EXERCISE PROMPT:
The response must consist of every line of the listing, reproduced verbatim.

DATA:
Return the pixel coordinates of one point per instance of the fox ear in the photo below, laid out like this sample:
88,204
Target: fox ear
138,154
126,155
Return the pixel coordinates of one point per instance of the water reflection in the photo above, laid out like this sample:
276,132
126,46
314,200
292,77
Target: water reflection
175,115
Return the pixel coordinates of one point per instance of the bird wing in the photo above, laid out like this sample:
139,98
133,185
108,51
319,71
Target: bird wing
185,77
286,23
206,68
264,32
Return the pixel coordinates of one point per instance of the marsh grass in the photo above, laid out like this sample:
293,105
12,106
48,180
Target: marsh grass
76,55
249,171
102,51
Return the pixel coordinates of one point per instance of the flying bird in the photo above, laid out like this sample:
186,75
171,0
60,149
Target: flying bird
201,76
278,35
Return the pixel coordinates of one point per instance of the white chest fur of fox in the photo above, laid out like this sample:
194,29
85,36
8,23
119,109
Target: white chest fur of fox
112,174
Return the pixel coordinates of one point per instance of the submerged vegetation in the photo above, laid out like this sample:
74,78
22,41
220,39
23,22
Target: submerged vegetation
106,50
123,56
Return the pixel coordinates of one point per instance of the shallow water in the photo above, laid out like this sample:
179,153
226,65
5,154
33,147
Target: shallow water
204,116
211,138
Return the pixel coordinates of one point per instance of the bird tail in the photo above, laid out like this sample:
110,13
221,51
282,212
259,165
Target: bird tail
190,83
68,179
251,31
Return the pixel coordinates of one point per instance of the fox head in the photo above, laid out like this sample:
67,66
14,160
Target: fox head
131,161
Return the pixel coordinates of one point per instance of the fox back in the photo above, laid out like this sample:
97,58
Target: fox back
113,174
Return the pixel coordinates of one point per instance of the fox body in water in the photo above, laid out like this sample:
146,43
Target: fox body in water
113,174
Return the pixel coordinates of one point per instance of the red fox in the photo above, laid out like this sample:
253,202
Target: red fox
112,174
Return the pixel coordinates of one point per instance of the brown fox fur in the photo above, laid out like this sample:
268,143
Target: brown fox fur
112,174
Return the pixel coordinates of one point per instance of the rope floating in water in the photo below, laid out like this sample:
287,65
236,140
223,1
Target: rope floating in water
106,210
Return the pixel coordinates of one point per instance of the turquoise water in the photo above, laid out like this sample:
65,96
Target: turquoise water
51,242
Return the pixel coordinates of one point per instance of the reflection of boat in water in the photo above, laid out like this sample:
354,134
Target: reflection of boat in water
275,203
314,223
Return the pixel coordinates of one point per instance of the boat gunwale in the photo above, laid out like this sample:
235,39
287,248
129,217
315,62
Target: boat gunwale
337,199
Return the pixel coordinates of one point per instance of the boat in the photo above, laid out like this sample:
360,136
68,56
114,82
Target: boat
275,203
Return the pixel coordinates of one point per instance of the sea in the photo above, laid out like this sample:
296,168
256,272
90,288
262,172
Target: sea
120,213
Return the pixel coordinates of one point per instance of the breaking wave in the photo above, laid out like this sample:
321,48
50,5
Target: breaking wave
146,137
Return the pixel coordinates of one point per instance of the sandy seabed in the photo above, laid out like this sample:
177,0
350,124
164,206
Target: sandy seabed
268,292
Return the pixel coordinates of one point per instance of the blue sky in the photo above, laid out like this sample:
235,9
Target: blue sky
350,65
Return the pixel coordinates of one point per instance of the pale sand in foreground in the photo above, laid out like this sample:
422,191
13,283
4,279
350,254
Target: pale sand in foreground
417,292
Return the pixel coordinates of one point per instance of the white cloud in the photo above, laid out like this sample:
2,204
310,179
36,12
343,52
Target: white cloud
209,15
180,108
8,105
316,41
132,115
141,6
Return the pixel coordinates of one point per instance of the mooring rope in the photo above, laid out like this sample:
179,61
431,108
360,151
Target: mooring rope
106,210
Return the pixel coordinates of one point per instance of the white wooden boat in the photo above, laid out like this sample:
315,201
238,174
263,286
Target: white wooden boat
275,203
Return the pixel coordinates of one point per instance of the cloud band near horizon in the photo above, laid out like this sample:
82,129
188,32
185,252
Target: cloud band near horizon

WRITTEN SOLUTION:
Return the pixel coordinates of one point per instance of the fox ear in the photo below, laid out like this sample:
88,204
Target: fox ear
138,154
126,155
Return the pixel coordinates of one point per instance of the water reflection in the photo above, laid out like this sample:
276,132
126,46
314,200
292,77
Target: water reflection
175,115
Return the pixel coordinates of one point per instance of the bird wing in the photo above, laid out like this sample:
139,98
133,185
108,51
319,71
Target: bird wing
185,77
286,23
206,68
264,32
Return the pixel coordinates of one point per instance of the marsh grass in the photo above, laid out like this sample:
293,105
12,106
48,180
Target: marsh grass
76,55
249,171
102,51
Return the pixel coordinates of one point per instance of the flying bird in the photo above, laid out like this sample:
186,75
171,0
60,149
Target: flying bird
201,76
278,35
Return the pixel coordinates of one point per instance of the white chest fur of fox in the photo above, laid out like this sample:
194,29
85,36
8,23
119,109
Target: white chest fur of fox
112,174
Return the pixel coordinates of one point per instance of the submerged vegetation in the photo above, laid out like this sample:
74,78
22,41
220,39
23,22
Target: submerged vegetation
106,50
123,56
Return the pixel coordinates of one point per instance of the shallow water in the photo above, laid out like this sample:
179,153
226,65
5,154
33,147
Target: shallow water
204,116
211,138
Return the pixel coordinates of one point per instance of the bird tail in the photo above, laid out like this sample:
110,13
221,51
282,212
259,165
Target: bird tail
190,83
68,179
251,31
Return the pixel coordinates of one point per instance of the fox head in the photo above, laid out like this sample:
67,66
14,160
Target: fox head
131,161
Return the pixel coordinates of one point per instance of the fox back in the photo above, laid out like this sample:
97,58
Target: fox back
113,174
Return the pixel coordinates of one point per instance of the fox body in water in the photo above, laid out like this sample:
146,43
Target: fox body in water
113,174
Return the pixel coordinates of one point per instance of the red fox in the photo above, laid out like this sample:
253,202
Target: red fox
112,174
Return the pixel coordinates of one point per instance of the brown fox fur in the photo above, laid out like this sample:
268,143
Target: brown fox fur
112,174
Return the pixel coordinates of one point per instance of the rope floating in water in the photo below, laid out like this sample:
287,65
236,140
223,1
Target: rope floating in water
106,210
Return the pixel coordinates of one point per instance of the turquoise water in the photo above, laid out like this sample:
65,96
Target: turquoise water
51,242
Return the pixel coordinates of one point per instance of the reflection of boat in water in the photo above, laid out like this sample:
354,134
Target: reflection of boat in water
275,203
314,223
Return the pixel coordinates of one point per instance of the boat gunwale in the photo above, laid out like this sample:
235,39
287,248
129,217
315,62
Target: boat gunwale
337,199
Return the pixel coordinates of one point per instance of the boat in the photo above, laid out like this sample:
360,136
68,56
114,82
Target: boat
275,203
Return the pixel coordinates of one point per instance of the sea in the photo above, laid out like this sample:
296,168
256,272
90,288
262,172
Target: sea
120,213
Return the pixel coordinates of one point per instance of the breaking wave in the photo above, laid out like this sample:
321,48
50,5
Target: breaking wave
146,137
Return the pixel coordinates of one point per instance of the sandy seabed in the photo above, laid out like this sample:
177,0
350,124
164,206
Target: sandy seabed
268,292
Return the pixel coordinates of one point per instance of the blue sky in the photo above, laid out like this sample:
235,9
Target: blue sky
350,65
Return the pixel coordinates of one point per instance of the pale sand in foreground in the photo above, laid out like this sample:
422,191
13,283
4,279
350,254
Target: pale sand in foreground
417,292
Return the pixel coordinates of one point per instance of the white cloud in the photo above, laid out like this sample:
2,204
310,179
36,12
343,52
Target: white cloud
209,15
180,108
8,105
316,41
132,115
141,6
Return the pixel coordinates of one point per instance of the mooring rope in the photo above, laid out like this sample:
179,61
431,108
360,151
Target: mooring rope
106,210
Return the pixel coordinates of one point per instance of the white wooden boat in the photo above, laid out like this sample:
315,201
238,174
263,286
Target: white wooden boat
275,203
Return the pixel coordinates of one point per instance of the cloud band near horizon in the photo above, laid out like this sample:
82,129
188,32
185,252
Target: cloud band near horizon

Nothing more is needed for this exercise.